Sex is no big deal, they say. Everybody’s doing it, they say. If it feels good, do it, they say. It makes me wonder who exactly “they” are?
This reminds me of a conversation I had with a colleague before he retired. He and his wife had just bought a home in a large retirement community in Florida, a community so large that it became a city unto itself. He laughingly asked me if I could guess what the #1 health issue was for this new city of senior citizens. “Heart disease?” I asked. He soberly responded with, “Nope, STDs.” His answer shattered my image of a retirement community. Apparently, golf, shuffleboard, and bridge are not the only games seniors play.
I found it even more ominous when I read about today’s younger generation’s attitude toward pornography. Twenty-two percent of young adults, aged 18-24 consider it to be good for society. And when asked to prioritize what they consider immoral, teens and young adults consider “not recycling” to be more immoral than viewing pornography.
Then I came across a news article touting last year’s report by the Centers for Disease Control (CDC) stating that 1-in-5 Americans have a sexually transmitted infection (also referred to as STIs). ONE IN FIVE! That’s 20%.
“The authors of this study looked at the number of reported chlamydia, gonorrhea, trichomoniasis, syphilis, genital herpes, human papillomavirus (HPV), sexually transmitted hepatitis B, and sexually transmitted HIV cases in the US and estimated the number of infections across the entire population in 2018. After crunching the numbers, these researchers found that there were around 68 million STI cases in the US on any given day. In 2018 alone, an estimated 26 million new STI cases were contracted. Looking at the financial impact, this study estimated that STIs in the US lead to lifetime medical costs of nearly $16 billion. Of this, $13.7 billion was attributed to HIV infections.” (1)

* [Given records]
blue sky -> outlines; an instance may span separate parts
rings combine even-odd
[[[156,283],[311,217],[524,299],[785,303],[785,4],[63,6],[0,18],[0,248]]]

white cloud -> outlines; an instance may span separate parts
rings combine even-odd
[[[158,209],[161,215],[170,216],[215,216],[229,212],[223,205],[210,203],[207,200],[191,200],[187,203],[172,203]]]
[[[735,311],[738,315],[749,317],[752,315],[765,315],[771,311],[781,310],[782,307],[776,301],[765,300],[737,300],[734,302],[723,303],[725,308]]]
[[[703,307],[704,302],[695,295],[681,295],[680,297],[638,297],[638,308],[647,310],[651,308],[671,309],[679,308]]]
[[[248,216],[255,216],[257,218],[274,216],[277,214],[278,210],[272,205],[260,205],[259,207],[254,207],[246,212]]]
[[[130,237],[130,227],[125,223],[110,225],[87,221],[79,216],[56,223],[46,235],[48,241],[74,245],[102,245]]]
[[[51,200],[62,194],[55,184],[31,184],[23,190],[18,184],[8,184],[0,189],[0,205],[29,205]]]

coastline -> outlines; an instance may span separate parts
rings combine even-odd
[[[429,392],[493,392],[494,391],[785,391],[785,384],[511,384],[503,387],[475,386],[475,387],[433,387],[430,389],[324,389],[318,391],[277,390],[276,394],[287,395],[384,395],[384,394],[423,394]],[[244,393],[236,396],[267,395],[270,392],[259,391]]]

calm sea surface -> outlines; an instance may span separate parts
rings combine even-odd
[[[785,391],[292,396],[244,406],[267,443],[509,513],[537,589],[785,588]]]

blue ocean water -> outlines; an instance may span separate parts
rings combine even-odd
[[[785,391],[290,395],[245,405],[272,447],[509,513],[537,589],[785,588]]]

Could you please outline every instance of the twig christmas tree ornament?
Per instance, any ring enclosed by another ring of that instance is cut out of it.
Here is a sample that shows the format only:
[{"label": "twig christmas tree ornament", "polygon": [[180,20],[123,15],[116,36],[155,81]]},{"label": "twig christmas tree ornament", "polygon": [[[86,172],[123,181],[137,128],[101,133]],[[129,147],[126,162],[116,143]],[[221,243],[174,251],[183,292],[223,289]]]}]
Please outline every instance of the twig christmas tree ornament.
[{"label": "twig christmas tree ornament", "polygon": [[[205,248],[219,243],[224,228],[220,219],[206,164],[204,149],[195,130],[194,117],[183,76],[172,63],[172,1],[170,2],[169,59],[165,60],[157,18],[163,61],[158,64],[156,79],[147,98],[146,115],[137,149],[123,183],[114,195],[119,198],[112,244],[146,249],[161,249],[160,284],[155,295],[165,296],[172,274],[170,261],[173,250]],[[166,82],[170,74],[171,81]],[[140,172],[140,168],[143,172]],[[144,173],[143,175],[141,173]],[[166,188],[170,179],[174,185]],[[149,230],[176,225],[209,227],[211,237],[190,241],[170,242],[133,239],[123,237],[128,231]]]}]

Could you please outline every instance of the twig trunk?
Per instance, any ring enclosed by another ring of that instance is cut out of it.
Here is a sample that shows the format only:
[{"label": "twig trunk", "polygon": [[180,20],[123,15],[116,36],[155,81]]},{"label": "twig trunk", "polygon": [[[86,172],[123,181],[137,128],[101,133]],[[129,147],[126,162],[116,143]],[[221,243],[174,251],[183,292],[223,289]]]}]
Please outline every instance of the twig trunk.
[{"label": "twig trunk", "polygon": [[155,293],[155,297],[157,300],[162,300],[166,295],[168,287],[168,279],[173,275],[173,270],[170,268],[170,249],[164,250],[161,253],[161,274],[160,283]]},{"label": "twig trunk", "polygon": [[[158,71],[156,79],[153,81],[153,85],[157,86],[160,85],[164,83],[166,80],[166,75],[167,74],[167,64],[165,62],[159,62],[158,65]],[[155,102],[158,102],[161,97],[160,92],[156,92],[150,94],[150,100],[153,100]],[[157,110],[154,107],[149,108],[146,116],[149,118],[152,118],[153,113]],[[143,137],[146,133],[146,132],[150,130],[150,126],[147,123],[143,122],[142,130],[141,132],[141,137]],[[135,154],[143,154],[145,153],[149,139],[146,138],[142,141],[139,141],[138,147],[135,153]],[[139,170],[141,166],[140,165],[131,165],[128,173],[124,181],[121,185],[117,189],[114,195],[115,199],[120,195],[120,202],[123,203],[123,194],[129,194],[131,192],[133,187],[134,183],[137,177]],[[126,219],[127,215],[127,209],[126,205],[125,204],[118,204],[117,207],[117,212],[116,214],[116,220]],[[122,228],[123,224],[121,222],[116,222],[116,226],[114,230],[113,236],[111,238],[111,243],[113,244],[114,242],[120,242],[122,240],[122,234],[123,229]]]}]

* [Assigned task]
Reproduce word for word everything in the piece on sexually transmitted infections above, from "I found it even" down to "than viewing pornography.".

* [Final answer]
I found it even more ominous when I read about today’s younger generation’s attitude toward pornography. Twenty-two percent of young adults, aged 18-24 consider it to be good for society. And when asked to prioritize what they consider immoral, teens and young adults consider “not recycling” to be more immoral than viewing pornography.